Excerpts of pointing data

——

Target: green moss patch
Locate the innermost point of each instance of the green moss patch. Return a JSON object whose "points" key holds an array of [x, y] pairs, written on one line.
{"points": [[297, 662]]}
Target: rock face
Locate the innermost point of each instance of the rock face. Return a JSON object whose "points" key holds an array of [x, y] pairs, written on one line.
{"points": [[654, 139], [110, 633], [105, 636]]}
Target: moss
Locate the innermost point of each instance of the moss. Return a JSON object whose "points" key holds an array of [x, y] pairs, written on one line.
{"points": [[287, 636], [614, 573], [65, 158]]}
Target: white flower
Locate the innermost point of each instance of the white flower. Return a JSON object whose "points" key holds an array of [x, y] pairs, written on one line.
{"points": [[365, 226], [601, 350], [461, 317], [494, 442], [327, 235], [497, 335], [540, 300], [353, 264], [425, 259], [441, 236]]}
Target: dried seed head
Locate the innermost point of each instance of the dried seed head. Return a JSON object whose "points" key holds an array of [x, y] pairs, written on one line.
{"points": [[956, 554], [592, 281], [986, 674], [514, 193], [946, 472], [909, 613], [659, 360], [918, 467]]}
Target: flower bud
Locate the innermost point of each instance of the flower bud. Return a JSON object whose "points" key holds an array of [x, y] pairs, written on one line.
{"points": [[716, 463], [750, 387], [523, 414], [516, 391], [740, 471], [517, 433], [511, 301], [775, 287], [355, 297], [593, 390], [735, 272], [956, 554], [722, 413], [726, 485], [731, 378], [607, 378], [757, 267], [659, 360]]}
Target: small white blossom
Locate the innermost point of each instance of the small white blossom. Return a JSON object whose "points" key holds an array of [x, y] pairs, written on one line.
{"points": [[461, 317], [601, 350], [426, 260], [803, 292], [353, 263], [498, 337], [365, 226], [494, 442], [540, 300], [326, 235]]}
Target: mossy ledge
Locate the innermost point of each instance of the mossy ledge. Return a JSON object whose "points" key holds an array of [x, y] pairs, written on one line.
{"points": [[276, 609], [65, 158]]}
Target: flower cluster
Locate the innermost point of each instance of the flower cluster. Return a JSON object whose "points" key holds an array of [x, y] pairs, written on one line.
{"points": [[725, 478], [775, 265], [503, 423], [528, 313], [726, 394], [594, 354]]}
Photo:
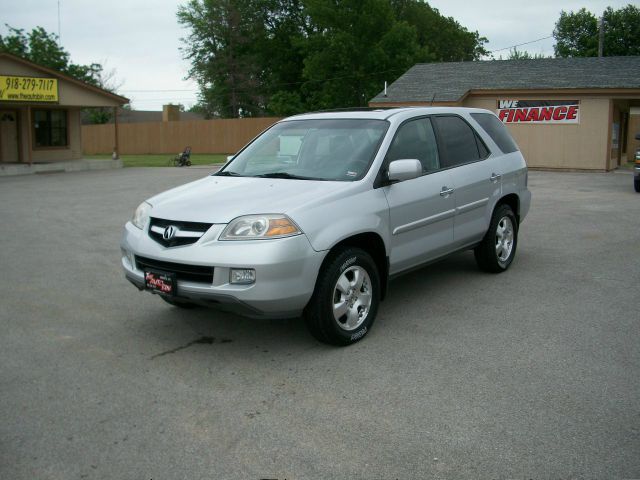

——

### Goal of the exercise
How many lines of the records above contain the word "Target"? Give only the number.

### The result
9